(Written exercise): Report each line of the material below that contains the word "woman", copying the whole line. Case counts when matching.

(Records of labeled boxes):

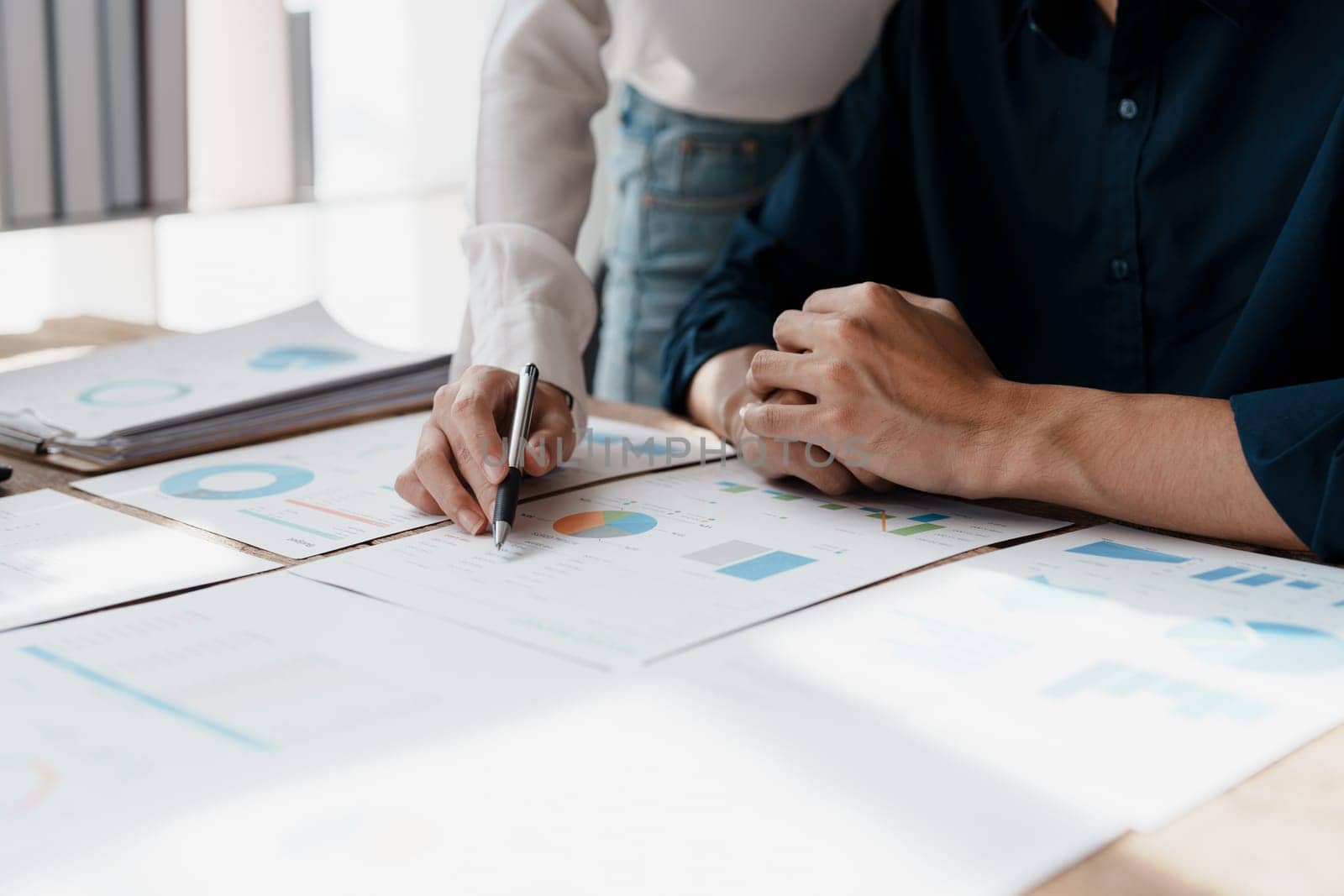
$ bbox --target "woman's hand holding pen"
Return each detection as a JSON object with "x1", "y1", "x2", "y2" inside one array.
[{"x1": 396, "y1": 365, "x2": 575, "y2": 535}]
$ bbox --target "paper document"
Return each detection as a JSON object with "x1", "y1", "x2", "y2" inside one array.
[
  {"x1": 0, "y1": 302, "x2": 448, "y2": 464},
  {"x1": 0, "y1": 572, "x2": 602, "y2": 892},
  {"x1": 669, "y1": 525, "x2": 1344, "y2": 829},
  {"x1": 76, "y1": 414, "x2": 726, "y2": 558},
  {"x1": 297, "y1": 461, "x2": 1064, "y2": 668},
  {"x1": 0, "y1": 489, "x2": 276, "y2": 629},
  {"x1": 23, "y1": 677, "x2": 1122, "y2": 896}
]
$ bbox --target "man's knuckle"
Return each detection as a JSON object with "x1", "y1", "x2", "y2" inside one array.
[{"x1": 434, "y1": 383, "x2": 459, "y2": 411}]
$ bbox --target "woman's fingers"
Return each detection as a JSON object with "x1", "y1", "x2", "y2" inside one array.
[{"x1": 413, "y1": 421, "x2": 486, "y2": 535}]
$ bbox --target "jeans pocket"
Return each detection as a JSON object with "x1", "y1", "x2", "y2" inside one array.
[{"x1": 648, "y1": 126, "x2": 773, "y2": 211}]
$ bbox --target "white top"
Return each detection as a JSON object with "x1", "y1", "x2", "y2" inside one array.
[{"x1": 453, "y1": 0, "x2": 892, "y2": 427}]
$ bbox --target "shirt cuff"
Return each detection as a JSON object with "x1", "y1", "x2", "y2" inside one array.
[
  {"x1": 1231, "y1": 380, "x2": 1344, "y2": 562},
  {"x1": 452, "y1": 224, "x2": 596, "y2": 432}
]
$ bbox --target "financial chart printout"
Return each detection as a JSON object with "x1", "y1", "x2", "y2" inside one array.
[
  {"x1": 76, "y1": 414, "x2": 726, "y2": 558},
  {"x1": 298, "y1": 461, "x2": 1063, "y2": 668},
  {"x1": 668, "y1": 525, "x2": 1344, "y2": 827}
]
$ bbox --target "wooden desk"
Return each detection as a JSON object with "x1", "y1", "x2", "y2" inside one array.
[{"x1": 0, "y1": 318, "x2": 1344, "y2": 896}]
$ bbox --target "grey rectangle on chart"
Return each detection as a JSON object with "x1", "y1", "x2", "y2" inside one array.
[{"x1": 685, "y1": 542, "x2": 770, "y2": 567}]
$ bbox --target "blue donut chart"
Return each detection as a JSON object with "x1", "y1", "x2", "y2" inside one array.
[
  {"x1": 247, "y1": 345, "x2": 356, "y2": 372},
  {"x1": 78, "y1": 379, "x2": 191, "y2": 407},
  {"x1": 159, "y1": 464, "x2": 318, "y2": 501}
]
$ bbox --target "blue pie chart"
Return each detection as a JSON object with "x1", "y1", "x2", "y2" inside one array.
[
  {"x1": 79, "y1": 380, "x2": 191, "y2": 407},
  {"x1": 247, "y1": 345, "x2": 356, "y2": 372},
  {"x1": 1167, "y1": 616, "x2": 1344, "y2": 676},
  {"x1": 159, "y1": 464, "x2": 316, "y2": 501}
]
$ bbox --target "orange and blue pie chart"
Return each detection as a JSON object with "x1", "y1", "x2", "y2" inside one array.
[{"x1": 551, "y1": 511, "x2": 659, "y2": 538}]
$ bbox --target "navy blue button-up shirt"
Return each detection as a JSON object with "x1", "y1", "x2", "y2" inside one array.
[{"x1": 663, "y1": 0, "x2": 1344, "y2": 558}]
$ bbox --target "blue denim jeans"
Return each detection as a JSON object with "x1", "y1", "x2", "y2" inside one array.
[{"x1": 593, "y1": 87, "x2": 811, "y2": 405}]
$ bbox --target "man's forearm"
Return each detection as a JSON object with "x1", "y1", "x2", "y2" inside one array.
[{"x1": 993, "y1": 385, "x2": 1305, "y2": 549}]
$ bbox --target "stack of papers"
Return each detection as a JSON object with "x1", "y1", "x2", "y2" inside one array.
[
  {"x1": 0, "y1": 574, "x2": 1122, "y2": 896},
  {"x1": 0, "y1": 302, "x2": 449, "y2": 469}
]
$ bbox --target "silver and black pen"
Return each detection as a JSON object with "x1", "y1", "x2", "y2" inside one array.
[{"x1": 495, "y1": 364, "x2": 540, "y2": 551}]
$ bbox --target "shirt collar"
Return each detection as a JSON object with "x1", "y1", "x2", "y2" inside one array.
[{"x1": 1003, "y1": 0, "x2": 1252, "y2": 45}]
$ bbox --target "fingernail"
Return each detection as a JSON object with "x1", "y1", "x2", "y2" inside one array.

(Completed task):
$ bbox --target "woman's hand holding pen"
$ bbox --target "woman's fingers"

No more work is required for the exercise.